**Dataset extract:**
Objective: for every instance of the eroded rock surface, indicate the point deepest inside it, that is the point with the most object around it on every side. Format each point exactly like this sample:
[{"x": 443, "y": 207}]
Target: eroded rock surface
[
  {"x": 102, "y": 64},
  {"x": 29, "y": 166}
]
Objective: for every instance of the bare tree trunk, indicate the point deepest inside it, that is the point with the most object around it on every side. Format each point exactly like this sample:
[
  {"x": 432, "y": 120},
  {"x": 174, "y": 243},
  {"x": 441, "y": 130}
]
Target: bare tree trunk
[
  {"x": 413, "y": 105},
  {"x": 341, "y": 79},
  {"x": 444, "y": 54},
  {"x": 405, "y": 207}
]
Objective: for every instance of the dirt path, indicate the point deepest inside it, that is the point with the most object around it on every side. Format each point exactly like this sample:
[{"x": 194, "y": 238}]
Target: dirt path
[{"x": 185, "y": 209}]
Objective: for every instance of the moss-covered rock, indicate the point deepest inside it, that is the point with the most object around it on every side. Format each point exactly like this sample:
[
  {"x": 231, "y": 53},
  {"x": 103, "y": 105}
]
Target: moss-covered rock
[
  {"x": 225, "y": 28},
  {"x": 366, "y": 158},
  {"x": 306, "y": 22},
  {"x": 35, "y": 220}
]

**Required task:**
Transcribe exactly the line containing "Objective: for every instance of the moss-covered" and all remaining lines of the material, ending with the last one.

**Exercise solution:**
Objective: for every instance of the moss-covered rock, indicate the point deepest inside it, that is the point with the most object around it on every side. Format each point exactly like this sample:
[
  {"x": 231, "y": 53},
  {"x": 103, "y": 105}
]
Target: moss-covered rock
[
  {"x": 225, "y": 28},
  {"x": 366, "y": 158},
  {"x": 306, "y": 22},
  {"x": 35, "y": 220}
]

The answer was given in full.